### Required work:
Using the records below, transcribe word for word the stretch from the line that contains "Need: one point per instance of the person walking" through the line that contains "Target: white painted tree trunk", both end lines included, and nothing else.

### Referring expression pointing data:
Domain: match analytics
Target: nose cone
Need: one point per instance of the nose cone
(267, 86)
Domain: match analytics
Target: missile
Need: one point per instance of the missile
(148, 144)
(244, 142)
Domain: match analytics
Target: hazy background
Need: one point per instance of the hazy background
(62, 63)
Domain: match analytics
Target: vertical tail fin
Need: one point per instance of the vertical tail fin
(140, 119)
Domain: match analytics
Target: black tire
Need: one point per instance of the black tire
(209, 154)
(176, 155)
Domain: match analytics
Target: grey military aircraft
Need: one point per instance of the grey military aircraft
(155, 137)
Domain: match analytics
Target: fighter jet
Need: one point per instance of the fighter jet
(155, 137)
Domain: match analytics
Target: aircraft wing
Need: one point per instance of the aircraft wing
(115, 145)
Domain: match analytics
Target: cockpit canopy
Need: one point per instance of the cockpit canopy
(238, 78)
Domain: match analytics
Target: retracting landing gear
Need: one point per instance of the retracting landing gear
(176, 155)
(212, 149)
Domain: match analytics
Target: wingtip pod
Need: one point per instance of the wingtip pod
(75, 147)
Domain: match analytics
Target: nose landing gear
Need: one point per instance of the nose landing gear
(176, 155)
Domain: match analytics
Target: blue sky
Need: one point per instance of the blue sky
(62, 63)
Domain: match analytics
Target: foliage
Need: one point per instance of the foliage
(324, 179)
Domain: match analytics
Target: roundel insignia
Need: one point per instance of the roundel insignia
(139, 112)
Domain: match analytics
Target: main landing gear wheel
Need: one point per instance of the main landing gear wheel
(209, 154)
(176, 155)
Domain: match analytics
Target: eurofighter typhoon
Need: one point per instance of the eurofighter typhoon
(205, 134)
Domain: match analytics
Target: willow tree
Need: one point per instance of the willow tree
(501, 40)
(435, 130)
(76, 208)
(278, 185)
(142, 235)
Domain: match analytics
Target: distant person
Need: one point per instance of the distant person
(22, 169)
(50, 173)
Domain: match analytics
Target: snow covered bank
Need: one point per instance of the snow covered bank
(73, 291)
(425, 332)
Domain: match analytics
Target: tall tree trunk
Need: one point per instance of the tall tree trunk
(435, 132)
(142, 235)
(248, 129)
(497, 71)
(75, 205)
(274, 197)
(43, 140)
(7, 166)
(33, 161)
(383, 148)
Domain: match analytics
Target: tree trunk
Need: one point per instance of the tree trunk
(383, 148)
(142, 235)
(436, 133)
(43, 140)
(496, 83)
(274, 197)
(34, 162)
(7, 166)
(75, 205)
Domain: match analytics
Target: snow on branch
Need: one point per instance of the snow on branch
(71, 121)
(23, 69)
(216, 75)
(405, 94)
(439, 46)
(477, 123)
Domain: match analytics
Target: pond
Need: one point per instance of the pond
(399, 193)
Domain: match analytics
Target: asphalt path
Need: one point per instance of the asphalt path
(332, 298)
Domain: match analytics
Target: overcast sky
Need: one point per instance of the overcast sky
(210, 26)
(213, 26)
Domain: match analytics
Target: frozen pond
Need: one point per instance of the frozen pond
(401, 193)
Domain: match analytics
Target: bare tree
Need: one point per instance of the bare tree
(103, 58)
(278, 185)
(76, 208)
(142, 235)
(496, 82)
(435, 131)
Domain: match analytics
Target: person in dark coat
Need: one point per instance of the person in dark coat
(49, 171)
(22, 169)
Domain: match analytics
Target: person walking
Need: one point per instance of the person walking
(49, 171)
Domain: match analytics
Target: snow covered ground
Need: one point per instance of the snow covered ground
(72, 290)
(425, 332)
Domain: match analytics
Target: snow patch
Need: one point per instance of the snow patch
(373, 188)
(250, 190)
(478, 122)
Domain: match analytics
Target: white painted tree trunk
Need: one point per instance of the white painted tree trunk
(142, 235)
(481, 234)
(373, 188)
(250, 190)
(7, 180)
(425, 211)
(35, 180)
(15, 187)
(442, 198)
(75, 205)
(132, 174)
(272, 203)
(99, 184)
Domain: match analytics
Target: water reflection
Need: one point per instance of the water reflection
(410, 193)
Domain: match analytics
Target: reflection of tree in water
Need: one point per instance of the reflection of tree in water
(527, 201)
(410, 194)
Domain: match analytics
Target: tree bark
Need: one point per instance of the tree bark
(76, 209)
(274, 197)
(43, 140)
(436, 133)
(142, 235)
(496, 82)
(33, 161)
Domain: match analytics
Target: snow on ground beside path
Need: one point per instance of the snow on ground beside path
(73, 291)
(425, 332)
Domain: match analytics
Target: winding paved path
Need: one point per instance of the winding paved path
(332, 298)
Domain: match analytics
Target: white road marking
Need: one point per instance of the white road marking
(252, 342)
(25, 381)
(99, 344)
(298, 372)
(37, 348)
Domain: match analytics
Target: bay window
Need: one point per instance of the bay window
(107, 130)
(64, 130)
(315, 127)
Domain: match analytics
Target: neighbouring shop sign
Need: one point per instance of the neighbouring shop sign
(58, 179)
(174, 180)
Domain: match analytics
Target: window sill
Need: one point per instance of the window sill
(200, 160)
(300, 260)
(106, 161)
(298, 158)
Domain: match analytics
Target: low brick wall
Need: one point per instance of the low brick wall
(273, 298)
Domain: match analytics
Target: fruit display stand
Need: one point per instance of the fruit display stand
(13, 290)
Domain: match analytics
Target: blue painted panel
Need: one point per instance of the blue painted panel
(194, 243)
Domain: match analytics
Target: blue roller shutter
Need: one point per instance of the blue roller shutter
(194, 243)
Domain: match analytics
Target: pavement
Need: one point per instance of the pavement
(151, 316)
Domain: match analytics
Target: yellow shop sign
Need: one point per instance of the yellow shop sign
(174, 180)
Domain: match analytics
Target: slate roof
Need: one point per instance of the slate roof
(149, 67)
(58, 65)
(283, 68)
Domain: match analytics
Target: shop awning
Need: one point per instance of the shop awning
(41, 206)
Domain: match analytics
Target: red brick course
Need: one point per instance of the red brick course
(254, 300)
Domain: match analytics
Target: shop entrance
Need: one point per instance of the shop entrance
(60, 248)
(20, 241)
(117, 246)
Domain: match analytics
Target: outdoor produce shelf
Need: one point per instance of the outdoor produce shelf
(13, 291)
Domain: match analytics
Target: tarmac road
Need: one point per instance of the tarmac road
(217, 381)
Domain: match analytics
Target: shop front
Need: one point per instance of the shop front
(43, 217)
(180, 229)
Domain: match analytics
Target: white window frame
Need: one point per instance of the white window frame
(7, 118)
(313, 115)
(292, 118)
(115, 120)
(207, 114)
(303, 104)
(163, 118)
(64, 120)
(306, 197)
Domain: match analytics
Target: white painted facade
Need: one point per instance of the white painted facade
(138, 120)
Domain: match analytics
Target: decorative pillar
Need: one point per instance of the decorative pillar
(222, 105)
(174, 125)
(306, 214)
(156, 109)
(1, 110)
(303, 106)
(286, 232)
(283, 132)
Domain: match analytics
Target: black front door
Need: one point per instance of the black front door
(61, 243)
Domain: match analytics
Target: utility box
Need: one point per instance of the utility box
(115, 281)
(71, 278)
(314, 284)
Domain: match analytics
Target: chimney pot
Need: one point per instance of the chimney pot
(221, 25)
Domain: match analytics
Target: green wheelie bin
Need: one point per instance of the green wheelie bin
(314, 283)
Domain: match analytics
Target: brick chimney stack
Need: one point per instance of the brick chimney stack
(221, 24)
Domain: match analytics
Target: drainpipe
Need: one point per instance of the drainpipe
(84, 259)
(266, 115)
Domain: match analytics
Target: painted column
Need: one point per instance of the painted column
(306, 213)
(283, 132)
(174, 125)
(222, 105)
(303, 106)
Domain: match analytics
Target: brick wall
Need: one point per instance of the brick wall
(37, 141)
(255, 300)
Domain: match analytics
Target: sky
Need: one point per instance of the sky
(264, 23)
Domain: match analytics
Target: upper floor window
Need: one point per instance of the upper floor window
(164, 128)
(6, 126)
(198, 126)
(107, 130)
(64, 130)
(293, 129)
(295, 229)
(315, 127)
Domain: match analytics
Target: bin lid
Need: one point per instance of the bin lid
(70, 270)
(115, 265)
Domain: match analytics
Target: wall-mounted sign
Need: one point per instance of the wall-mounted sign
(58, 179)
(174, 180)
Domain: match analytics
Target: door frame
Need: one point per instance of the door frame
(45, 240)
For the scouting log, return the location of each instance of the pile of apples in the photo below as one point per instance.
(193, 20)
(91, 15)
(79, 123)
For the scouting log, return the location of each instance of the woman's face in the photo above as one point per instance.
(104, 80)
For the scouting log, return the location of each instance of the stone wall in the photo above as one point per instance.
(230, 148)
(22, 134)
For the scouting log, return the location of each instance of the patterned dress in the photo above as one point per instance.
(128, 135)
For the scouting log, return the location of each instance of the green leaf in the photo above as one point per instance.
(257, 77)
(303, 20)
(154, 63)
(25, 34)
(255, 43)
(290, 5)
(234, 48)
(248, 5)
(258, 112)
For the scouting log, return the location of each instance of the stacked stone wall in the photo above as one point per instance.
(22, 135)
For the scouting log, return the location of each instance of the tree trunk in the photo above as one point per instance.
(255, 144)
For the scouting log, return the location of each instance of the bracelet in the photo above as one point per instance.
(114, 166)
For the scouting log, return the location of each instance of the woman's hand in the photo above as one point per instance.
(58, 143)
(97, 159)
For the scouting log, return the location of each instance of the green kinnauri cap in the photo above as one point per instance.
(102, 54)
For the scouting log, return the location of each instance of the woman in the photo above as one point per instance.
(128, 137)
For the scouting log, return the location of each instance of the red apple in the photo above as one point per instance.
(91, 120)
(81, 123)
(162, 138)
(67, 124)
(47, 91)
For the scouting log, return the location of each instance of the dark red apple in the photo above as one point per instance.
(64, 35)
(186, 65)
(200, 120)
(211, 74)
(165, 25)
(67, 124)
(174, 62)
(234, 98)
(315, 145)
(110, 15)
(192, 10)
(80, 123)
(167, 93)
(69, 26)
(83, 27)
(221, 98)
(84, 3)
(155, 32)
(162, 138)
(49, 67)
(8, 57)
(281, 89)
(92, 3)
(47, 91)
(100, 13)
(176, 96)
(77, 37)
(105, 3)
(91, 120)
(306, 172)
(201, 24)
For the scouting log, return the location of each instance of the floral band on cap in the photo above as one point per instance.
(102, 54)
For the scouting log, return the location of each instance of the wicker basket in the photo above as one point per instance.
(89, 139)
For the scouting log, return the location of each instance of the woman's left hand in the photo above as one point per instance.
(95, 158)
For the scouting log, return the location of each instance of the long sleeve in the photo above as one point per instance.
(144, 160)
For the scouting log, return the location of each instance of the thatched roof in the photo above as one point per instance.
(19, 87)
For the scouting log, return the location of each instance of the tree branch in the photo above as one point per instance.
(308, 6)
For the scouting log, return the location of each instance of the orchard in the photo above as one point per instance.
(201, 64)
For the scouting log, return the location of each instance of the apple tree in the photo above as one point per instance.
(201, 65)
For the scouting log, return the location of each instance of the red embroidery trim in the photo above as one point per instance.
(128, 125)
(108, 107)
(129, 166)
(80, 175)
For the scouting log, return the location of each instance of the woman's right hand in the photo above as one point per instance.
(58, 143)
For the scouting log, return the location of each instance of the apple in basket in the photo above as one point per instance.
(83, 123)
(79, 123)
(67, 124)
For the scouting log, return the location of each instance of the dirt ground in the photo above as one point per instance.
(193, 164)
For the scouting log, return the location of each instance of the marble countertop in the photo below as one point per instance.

### Your response:
Need: one point per instance of the person walking
(49, 171)
Domain: match analytics
Target: snow covered ground
Need: one point per instance of the snow covered ground
(72, 290)
(425, 332)
Domain: match analytics
Target: snow patch
Need: one point per instance of the snow patch
(373, 188)
(250, 190)
(478, 122)
Domain: match analytics
Target: white painted tree trunk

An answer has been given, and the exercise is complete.